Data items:
* * *

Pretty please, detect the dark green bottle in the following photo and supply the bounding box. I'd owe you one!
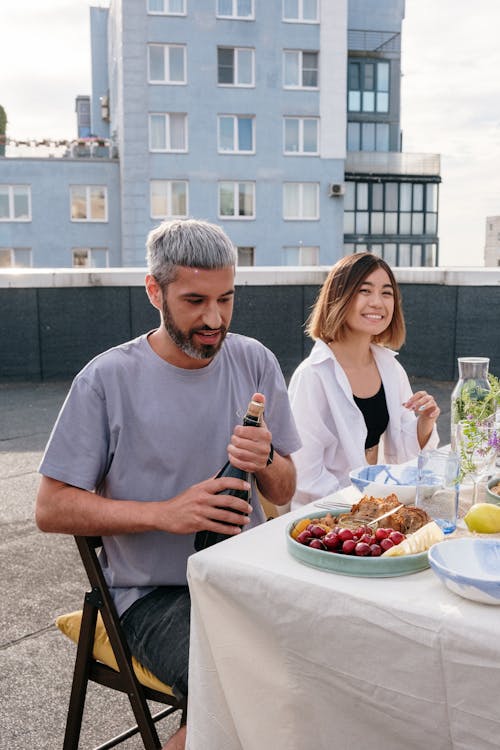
[194,401,264,552]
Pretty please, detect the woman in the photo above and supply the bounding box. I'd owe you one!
[289,253,440,508]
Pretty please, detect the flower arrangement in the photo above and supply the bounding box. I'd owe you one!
[452,373,500,481]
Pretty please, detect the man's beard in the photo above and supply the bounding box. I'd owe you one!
[162,299,227,359]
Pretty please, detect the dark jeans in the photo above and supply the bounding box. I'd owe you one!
[121,586,191,697]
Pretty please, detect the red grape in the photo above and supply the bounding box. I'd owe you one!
[339,529,354,542]
[354,542,371,557]
[342,540,357,555]
[296,529,311,544]
[380,537,394,552]
[388,531,405,545]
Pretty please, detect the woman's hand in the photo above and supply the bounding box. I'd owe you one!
[403,391,441,422]
[403,391,441,449]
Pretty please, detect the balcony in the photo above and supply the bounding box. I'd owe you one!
[345,151,441,180]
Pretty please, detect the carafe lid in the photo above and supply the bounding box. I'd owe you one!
[458,357,490,380]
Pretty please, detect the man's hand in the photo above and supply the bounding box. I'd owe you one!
[151,478,254,536]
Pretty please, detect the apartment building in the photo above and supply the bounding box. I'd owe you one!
[0,0,440,266]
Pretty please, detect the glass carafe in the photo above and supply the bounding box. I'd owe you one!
[450,357,494,450]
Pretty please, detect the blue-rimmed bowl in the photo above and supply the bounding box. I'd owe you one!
[349,464,418,505]
[429,538,500,604]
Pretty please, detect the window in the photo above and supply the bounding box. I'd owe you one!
[283,50,318,89]
[236,247,255,266]
[0,185,31,221]
[148,0,186,16]
[72,247,109,268]
[218,115,255,154]
[283,0,318,23]
[219,182,255,219]
[217,0,254,19]
[283,182,319,220]
[217,47,255,86]
[283,117,319,155]
[344,242,438,268]
[347,122,389,151]
[151,180,188,219]
[148,44,186,85]
[0,247,31,268]
[149,112,187,152]
[344,181,438,238]
[347,60,389,112]
[70,185,108,221]
[283,245,319,266]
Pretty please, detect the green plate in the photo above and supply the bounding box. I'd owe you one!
[286,508,429,578]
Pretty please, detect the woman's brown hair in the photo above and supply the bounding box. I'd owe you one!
[306,253,406,349]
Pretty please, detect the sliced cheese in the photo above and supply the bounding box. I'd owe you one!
[382,521,444,557]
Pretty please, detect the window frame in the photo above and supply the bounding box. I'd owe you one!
[236,245,255,268]
[217,112,255,156]
[282,49,320,91]
[347,56,392,115]
[346,120,391,154]
[0,246,33,269]
[147,0,187,16]
[148,42,187,86]
[149,178,189,220]
[283,115,320,156]
[215,0,255,21]
[148,112,189,154]
[71,247,109,268]
[217,44,255,89]
[217,180,256,221]
[0,183,32,223]
[282,243,320,268]
[281,0,319,24]
[282,180,320,221]
[69,183,109,224]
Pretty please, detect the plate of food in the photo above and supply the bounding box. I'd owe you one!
[286,495,444,578]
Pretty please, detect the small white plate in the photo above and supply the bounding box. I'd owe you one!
[429,538,500,604]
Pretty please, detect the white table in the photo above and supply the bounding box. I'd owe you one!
[187,491,500,750]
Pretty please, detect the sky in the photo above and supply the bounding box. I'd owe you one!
[0,0,500,267]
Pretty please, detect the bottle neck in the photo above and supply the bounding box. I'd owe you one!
[458,357,490,381]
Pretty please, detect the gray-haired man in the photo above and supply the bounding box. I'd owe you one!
[36,220,300,750]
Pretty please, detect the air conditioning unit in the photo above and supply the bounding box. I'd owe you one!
[99,96,109,122]
[328,182,345,198]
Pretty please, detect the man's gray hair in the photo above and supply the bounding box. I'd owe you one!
[146,219,237,287]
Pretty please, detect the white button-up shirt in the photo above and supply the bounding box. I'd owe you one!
[288,340,439,508]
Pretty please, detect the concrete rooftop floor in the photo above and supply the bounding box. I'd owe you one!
[0,379,454,750]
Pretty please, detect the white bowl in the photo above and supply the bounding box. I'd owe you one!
[349,464,417,505]
[429,538,500,604]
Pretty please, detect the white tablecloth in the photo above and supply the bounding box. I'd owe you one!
[187,490,500,750]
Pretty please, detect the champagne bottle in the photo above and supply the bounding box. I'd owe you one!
[194,401,264,552]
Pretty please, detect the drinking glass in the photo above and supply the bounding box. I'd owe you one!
[415,450,460,534]
[456,420,500,505]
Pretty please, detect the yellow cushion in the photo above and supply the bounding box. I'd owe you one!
[56,609,173,695]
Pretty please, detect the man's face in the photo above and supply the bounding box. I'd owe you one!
[161,266,234,360]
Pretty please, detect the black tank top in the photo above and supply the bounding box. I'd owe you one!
[353,383,389,450]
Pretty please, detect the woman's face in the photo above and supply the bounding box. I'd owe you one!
[346,268,394,336]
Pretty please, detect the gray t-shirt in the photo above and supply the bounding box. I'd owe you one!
[39,334,300,613]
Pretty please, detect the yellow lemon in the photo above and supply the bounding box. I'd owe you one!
[464,503,500,534]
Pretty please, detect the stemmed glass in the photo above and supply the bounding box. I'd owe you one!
[456,420,500,505]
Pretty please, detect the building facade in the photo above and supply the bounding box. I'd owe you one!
[0,0,440,266]
[484,216,500,268]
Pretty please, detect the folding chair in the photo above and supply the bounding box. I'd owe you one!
[56,536,186,750]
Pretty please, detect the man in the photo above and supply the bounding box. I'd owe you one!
[36,220,300,750]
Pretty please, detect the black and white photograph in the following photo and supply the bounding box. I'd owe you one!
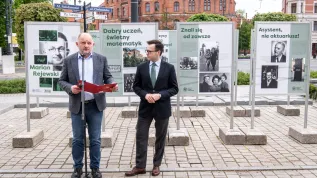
[180,57,198,70]
[39,30,57,41]
[261,65,278,88]
[271,41,287,63]
[39,32,70,71]
[291,58,305,82]
[199,41,219,72]
[34,55,47,64]
[123,74,135,92]
[122,47,147,67]
[40,78,53,88]
[199,73,230,93]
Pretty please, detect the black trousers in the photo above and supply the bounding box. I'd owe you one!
[135,117,169,168]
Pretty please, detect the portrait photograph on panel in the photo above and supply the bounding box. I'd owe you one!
[122,47,147,67]
[271,41,287,63]
[180,57,198,70]
[53,78,64,91]
[40,78,53,88]
[39,30,57,41]
[261,65,278,88]
[199,73,230,93]
[199,41,219,72]
[39,32,70,71]
[291,58,305,82]
[123,74,135,92]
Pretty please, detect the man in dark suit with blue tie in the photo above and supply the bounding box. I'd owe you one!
[125,40,178,176]
[58,33,118,178]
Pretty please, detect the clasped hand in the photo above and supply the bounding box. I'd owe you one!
[145,93,161,103]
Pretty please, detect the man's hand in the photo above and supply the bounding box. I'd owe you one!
[152,93,161,101]
[112,82,119,91]
[145,94,155,103]
[71,85,81,94]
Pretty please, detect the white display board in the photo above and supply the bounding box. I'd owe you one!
[100,23,158,96]
[255,22,311,95]
[177,22,234,95]
[24,22,80,95]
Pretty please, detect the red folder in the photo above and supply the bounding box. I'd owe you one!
[77,80,117,93]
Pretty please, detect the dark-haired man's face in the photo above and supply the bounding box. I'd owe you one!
[145,44,160,62]
[46,38,66,65]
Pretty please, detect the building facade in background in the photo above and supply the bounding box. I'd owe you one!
[104,0,237,29]
[282,0,317,58]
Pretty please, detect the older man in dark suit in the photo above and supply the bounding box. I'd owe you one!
[59,33,118,178]
[125,40,178,176]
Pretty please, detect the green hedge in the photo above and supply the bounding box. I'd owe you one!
[0,79,26,94]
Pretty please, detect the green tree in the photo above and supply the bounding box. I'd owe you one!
[0,1,6,50]
[187,13,229,22]
[12,0,50,33]
[252,12,296,25]
[15,3,67,50]
[239,21,252,55]
[13,0,50,9]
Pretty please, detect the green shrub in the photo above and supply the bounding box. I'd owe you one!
[238,72,250,85]
[0,79,26,94]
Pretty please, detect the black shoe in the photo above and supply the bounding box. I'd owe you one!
[72,168,83,178]
[91,168,102,178]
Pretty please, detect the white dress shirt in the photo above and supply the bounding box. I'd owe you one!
[78,53,94,101]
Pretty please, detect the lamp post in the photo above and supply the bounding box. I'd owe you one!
[4,0,12,55]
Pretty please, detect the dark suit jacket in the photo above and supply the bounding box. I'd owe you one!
[58,53,113,114]
[271,55,286,62]
[261,80,277,88]
[133,61,178,119]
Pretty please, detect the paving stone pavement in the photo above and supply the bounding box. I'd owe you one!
[0,106,317,177]
[0,170,317,178]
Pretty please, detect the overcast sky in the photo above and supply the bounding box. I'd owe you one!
[54,0,282,19]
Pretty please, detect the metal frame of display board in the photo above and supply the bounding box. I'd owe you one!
[251,22,312,129]
[176,22,235,130]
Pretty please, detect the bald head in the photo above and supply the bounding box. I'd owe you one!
[76,33,94,58]
[77,32,92,40]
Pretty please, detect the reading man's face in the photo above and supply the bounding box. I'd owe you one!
[46,38,66,65]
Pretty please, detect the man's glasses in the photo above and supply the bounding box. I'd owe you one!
[145,49,157,53]
[48,46,65,52]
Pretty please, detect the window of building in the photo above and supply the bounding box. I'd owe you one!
[291,3,297,13]
[219,0,226,11]
[174,1,179,12]
[154,2,160,12]
[204,0,210,11]
[145,2,150,12]
[188,0,195,12]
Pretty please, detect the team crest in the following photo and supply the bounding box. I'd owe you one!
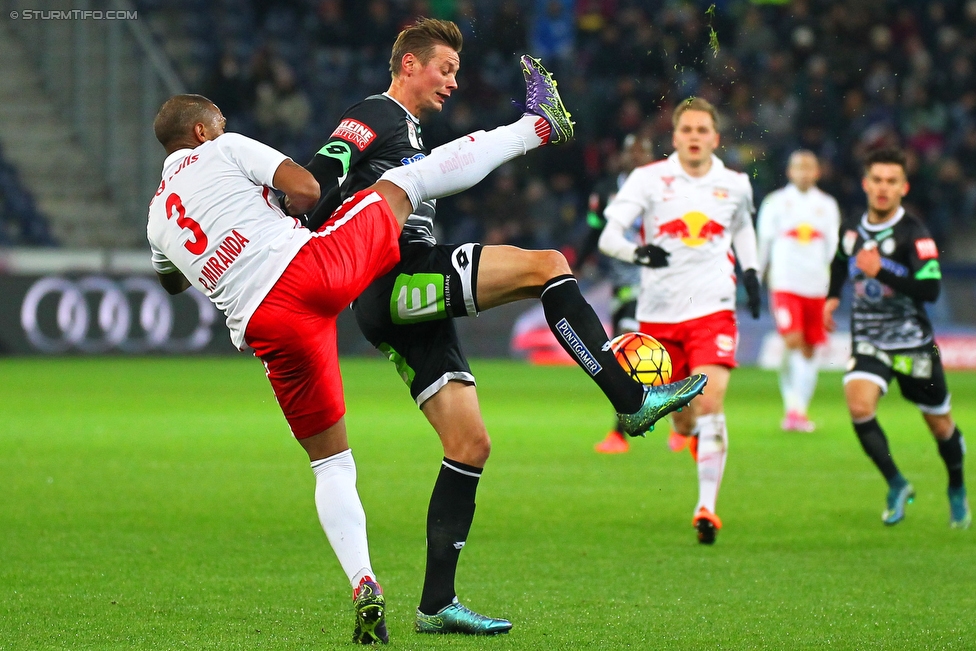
[407,118,424,149]
[841,231,857,256]
[915,237,939,260]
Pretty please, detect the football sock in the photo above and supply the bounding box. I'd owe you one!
[779,348,799,413]
[695,414,729,513]
[541,275,644,414]
[420,457,482,615]
[936,427,966,488]
[854,418,901,485]
[380,116,542,208]
[312,450,376,589]
[790,350,817,414]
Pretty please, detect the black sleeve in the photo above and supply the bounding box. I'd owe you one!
[877,269,941,303]
[877,218,942,303]
[827,222,848,298]
[827,251,847,298]
[302,154,342,232]
[304,99,397,231]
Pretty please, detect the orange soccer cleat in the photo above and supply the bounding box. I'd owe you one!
[593,430,630,454]
[691,506,722,545]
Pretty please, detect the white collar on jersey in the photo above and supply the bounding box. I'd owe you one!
[785,183,820,197]
[861,206,905,233]
[163,143,195,169]
[668,152,725,183]
[383,93,420,124]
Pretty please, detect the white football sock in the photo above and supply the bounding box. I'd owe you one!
[695,414,729,513]
[790,350,817,415]
[779,348,798,413]
[312,450,376,588]
[380,115,548,209]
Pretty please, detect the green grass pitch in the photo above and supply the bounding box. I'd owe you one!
[0,355,976,651]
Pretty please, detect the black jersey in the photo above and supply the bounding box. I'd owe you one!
[316,94,437,244]
[831,208,942,350]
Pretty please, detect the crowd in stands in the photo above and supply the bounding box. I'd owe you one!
[139,0,976,262]
[0,149,55,246]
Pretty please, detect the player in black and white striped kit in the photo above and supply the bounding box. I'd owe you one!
[308,20,705,635]
[824,149,972,529]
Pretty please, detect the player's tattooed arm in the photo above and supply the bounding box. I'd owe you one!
[273,158,321,214]
[305,156,344,231]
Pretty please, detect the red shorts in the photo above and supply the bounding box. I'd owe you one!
[772,292,827,346]
[641,310,739,382]
[244,190,400,439]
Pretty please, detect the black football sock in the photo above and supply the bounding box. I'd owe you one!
[542,275,644,414]
[937,427,966,488]
[854,418,901,485]
[420,457,482,615]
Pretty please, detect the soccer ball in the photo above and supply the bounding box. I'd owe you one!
[610,332,671,385]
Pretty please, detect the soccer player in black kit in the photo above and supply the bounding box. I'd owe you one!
[307,19,706,641]
[824,149,972,529]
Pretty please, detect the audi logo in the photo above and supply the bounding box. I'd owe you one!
[20,276,217,353]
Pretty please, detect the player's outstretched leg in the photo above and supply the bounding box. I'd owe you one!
[416,597,512,635]
[936,427,973,529]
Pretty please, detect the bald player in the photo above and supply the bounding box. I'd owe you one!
[147,95,694,644]
[757,149,840,432]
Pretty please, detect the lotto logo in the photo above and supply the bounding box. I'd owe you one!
[329,118,376,151]
[915,237,939,260]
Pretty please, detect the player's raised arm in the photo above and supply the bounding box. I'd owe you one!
[598,170,652,267]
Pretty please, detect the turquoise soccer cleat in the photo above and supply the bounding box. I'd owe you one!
[520,54,575,145]
[949,486,973,529]
[417,597,512,635]
[881,482,915,527]
[352,577,390,644]
[617,373,708,436]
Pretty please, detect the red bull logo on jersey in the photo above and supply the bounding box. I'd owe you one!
[784,224,824,244]
[657,211,725,247]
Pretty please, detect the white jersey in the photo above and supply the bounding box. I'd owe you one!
[757,183,840,298]
[600,154,756,323]
[146,133,311,349]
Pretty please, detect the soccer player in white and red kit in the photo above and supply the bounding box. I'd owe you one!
[757,150,840,432]
[600,98,761,544]
[147,95,604,644]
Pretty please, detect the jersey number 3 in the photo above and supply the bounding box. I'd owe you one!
[166,193,207,255]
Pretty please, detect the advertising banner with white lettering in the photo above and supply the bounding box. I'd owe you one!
[0,273,237,355]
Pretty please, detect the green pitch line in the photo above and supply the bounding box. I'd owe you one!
[0,356,976,651]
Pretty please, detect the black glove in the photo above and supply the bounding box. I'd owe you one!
[634,244,671,269]
[742,269,762,319]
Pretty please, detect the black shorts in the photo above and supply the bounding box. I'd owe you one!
[353,243,481,407]
[844,341,950,415]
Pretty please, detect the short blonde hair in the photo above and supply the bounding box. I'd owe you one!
[390,18,464,77]
[671,97,719,131]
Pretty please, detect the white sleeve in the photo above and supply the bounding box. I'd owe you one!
[756,194,776,278]
[732,175,758,271]
[217,133,288,188]
[598,172,650,262]
[149,242,179,275]
[824,197,840,265]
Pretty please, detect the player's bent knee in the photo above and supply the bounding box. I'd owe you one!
[532,249,573,285]
[847,401,876,423]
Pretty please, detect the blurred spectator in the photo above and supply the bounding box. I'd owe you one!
[139,0,976,262]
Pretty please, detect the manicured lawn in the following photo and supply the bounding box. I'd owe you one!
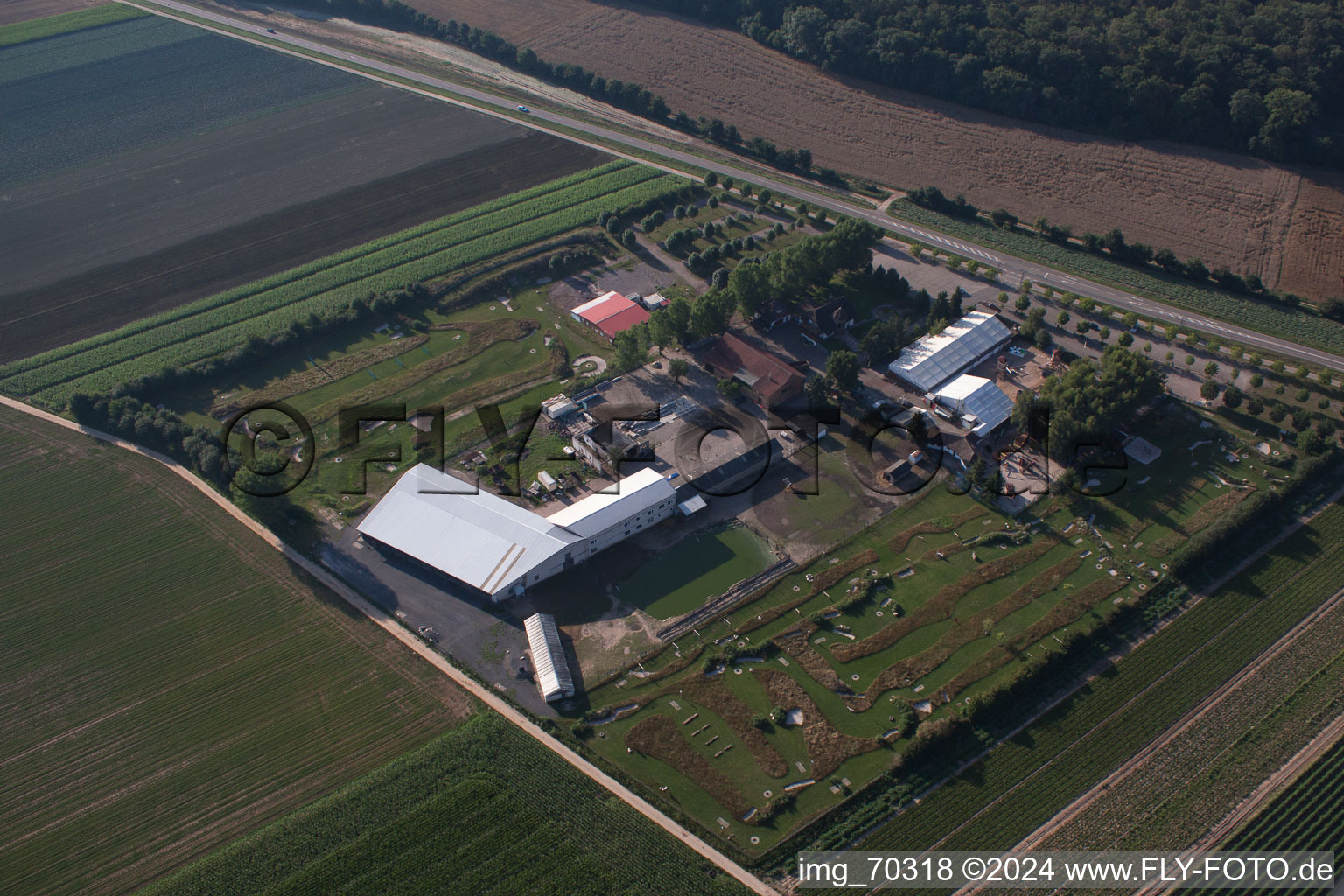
[617,525,773,620]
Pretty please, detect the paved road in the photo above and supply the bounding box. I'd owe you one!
[121,0,1344,371]
[0,396,780,896]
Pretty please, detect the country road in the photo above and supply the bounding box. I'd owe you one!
[0,396,780,896]
[120,0,1344,371]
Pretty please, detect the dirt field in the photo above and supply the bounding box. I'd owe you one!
[0,0,106,25]
[376,0,1344,296]
[0,18,604,360]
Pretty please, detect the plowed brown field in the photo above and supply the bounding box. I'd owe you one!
[411,0,1344,297]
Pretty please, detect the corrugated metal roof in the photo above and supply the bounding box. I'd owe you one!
[887,312,1012,392]
[546,467,676,539]
[938,374,1012,435]
[523,612,574,700]
[571,290,630,318]
[597,304,649,340]
[358,464,578,594]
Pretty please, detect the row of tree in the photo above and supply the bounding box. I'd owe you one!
[1012,346,1166,464]
[907,186,1322,312]
[612,219,882,371]
[631,0,1344,166]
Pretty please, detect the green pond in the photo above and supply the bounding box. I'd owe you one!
[619,525,774,620]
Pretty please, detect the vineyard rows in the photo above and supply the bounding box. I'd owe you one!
[1228,740,1344,853]
[1204,740,1344,896]
[143,715,745,896]
[863,507,1344,849]
[0,168,680,400]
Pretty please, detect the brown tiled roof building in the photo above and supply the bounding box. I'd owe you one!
[704,333,804,410]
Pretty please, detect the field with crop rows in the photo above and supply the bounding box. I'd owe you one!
[0,7,609,364]
[0,410,468,896]
[0,3,142,47]
[1206,740,1344,896]
[0,161,682,402]
[863,505,1344,849]
[891,199,1344,354]
[1039,588,1344,850]
[143,715,746,896]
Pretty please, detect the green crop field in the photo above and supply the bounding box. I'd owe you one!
[863,505,1344,849]
[1204,740,1344,896]
[891,199,1344,354]
[0,410,468,896]
[0,3,149,47]
[574,403,1281,851]
[0,161,682,403]
[143,713,746,896]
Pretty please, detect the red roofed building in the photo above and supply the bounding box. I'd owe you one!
[570,293,649,340]
[704,333,804,410]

* * *

REQUEST: Copy word for word the rows from the very beginning through the line holding "[289,253,440,508]", with that line included. Leave the pictures out of your answer.

OUTPUT OF THE EXERCISE:
Pretty please, detect the dark green bottle in the following photo and supply the bounding box. I'd owe you one!
[194,401,264,552]
Pretty please, detect the woman in the photo above and supply the bounding box. I'd owe you one!
[289,253,440,508]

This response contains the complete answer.